Set exercise: Turn the entries below into a numbered list, starting at the line that contains "Each instance receives one point. Annotate the concrete" and stopping after the line that contains "[[390, 325]]". Skip blank lines and leave the pictures out.

Exercise data:
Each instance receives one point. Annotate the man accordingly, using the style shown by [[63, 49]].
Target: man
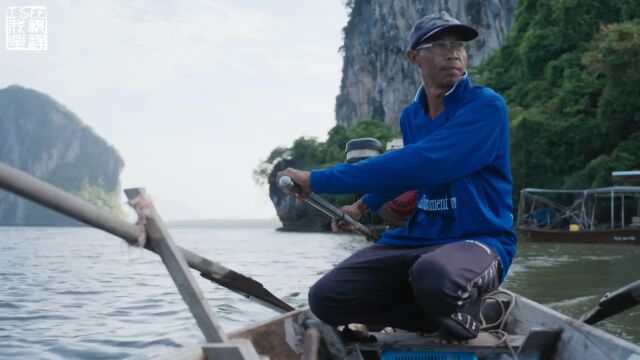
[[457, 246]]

---

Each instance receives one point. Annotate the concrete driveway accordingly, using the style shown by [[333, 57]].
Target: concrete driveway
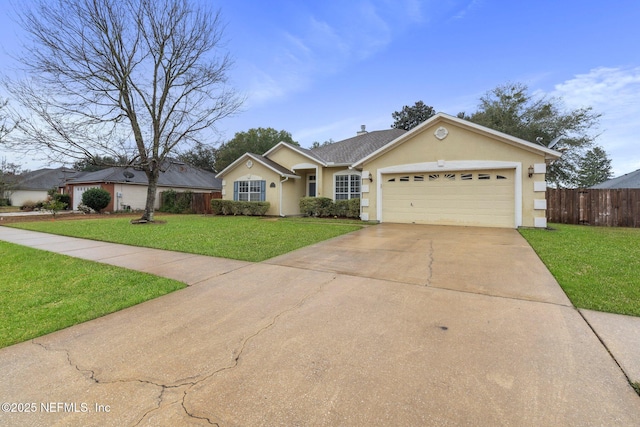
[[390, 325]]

Finished answer:
1. Each instance receives one point. Annotate the concrete driveway accordingly, using the style shown by [[333, 57]].
2. Target: concrete driveway
3. [[390, 325]]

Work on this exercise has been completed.